Article
# Task: Implementing the Lesk Algorithm and Evaluating its Accuracy

## Description
In this task, you are required to implement the Lesk algorithm from scratch, avoiding the use of any existing implementations such as nltk.
## Steps

1. **Data Preparation**
   - Obtain the SemCor corpus, which is annotated with WordNet synsets. You can download it from the following URL: [SemCor Corpus](http://web.eecs.umich.edu/~mihalcea/downloads.html).

2. **Implementation and Evaluation**
   - Extract 50 sentences from the SemCor corpus.
   - For each sentence, perform word sense disambiguation for at least one noun. Use the Lesk algorithm that you have implemented.
   - Calculate the accuracy of your implemented system by comparing the assigned senses with the annotated senses in SemCor.

3. **Randomization and Average Accuracy**
   - Randomly select 50 sentences from the SemCor corpus.
   - Randomly select nouns from these sentences for word sense disambiguation.
   - Run the word sense disambiguation process multiple times (e.g., 10 times).
   - Calculate the average accuracy of your system's performance across these executions.

4. **corpus-Lesk Algorithm**
   - Implement the Lesk algorithm using the SemCor corpus.




In [10]:
import nltk
import random
from nltk.corpus import wordnet as wn
from nltk.corpus import semcor
from nltk.corpus.reader.wordnet import Lemma
from nltk import word_tokenize
import os
import numpy as np
import string

nltk.download('wordnet')
nltk.download('omw-1.4')
nltk.download('semcor')

[nltk_data] Downloading package wordnet to /home/palius/nltk_data...
[nltk_data]   Package wordnet is already up-to-date!
[nltk_data] Downloading package omw-1.4 to /home/palius/nltk_data...
[nltk_data]   Package omw-1.4 is already up-to-date!
[nltk_data] Downloading package semcor to /home/palius/nltk_data...
[nltk_data]   Package semcor is already up-to-date!


True


## Overview
This code implements a simplified version of the Lesk algorithm for word sense disambiguation using WordNet synsets. The Lesk algorithm aims to determine the most suitable sense of a word within a given context by comparing the overlap of the word's signature with the context.

## Functions

### `remove_punctuation(sentence)`
This function removes punctuation from a sentence, excluding hyphens and underscores.

### `signature(sense, stop_words)`
This function computes the signature of a WordNet synset. The signature includes the synset's definition and words from its examples, excluding specified stop words.

(Items from a dataset)
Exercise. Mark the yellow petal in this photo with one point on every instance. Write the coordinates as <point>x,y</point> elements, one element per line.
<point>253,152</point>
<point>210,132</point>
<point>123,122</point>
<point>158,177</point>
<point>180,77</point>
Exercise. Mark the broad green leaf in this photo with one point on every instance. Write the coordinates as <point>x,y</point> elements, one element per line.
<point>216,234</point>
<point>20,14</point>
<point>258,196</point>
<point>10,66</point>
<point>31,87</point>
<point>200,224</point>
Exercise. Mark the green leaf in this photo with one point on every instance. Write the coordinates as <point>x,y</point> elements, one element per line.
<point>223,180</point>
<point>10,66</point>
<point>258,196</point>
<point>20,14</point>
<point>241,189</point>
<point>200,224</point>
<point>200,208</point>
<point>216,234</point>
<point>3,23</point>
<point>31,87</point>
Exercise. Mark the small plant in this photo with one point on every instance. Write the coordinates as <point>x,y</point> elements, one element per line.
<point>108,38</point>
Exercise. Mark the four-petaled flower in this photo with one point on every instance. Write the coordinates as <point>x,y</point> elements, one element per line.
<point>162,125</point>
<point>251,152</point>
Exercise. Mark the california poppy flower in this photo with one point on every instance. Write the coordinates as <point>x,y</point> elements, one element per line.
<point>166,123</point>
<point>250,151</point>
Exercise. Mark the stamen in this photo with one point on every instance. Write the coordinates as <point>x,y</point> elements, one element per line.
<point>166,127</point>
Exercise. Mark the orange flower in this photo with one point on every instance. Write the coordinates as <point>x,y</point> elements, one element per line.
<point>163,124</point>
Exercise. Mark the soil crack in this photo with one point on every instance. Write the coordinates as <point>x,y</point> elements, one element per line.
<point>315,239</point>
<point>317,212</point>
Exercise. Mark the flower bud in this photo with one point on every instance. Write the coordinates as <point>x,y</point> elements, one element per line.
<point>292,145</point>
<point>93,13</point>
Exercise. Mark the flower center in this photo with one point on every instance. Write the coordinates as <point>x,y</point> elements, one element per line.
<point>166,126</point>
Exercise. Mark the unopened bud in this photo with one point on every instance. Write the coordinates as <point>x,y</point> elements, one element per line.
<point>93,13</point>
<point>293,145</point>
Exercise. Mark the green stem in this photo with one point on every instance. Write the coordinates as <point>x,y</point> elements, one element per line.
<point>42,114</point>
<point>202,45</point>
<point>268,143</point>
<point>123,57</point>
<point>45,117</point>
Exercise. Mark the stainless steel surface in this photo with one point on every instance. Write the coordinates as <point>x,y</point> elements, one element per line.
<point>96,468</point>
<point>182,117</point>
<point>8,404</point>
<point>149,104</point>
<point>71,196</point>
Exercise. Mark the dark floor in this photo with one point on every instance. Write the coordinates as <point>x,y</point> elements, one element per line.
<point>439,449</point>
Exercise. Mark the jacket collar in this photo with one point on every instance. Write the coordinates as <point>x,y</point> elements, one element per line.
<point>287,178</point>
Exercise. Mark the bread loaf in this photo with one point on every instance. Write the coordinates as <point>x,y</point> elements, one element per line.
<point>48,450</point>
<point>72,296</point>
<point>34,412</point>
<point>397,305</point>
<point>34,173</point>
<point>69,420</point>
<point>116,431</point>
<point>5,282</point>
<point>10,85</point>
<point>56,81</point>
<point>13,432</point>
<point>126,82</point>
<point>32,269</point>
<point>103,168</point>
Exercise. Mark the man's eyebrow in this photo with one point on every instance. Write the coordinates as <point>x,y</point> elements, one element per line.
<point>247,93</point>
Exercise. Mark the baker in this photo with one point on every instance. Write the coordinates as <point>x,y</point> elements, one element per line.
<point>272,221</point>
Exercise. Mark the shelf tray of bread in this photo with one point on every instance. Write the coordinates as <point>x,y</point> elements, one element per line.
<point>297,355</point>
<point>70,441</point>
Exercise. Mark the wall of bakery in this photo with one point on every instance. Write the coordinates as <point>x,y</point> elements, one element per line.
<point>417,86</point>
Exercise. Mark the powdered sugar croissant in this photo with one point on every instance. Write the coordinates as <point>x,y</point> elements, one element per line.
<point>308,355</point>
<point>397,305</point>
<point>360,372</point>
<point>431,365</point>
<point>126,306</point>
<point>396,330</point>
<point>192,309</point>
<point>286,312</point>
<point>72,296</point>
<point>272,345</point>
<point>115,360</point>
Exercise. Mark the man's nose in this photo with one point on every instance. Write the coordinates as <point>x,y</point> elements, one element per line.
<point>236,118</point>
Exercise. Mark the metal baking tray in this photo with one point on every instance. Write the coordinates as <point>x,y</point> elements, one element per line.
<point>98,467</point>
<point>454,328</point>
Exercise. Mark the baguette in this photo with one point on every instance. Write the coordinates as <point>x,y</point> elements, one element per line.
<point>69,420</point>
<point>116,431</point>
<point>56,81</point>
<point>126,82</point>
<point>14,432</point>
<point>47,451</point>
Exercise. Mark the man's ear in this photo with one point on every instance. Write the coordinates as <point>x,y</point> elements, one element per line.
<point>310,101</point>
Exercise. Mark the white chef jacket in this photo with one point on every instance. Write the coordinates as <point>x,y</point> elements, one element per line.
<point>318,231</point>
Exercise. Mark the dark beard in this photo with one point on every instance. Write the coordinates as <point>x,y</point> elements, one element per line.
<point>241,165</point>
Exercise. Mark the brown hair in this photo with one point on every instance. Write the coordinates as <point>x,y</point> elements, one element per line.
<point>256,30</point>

Stated task
Do the following statements agree with the Lesk algorithm page? For each, answer yes or no and quote the deciding words from the page: 1. The task allows an existing implementation such as the one in nltk. 2. The randomization step runs the word sense disambiguation process multiple times. 3. The `remove_punctuation(sentence)` function also removes hyphens.

Exercise result
1. No: "avoiding the use of any existing implementations such as nltk."
2. Yes: "Run the word sense disambiguation process multiple times (e.g., 10 times)."
3. No: "excluding hyphens and underscores."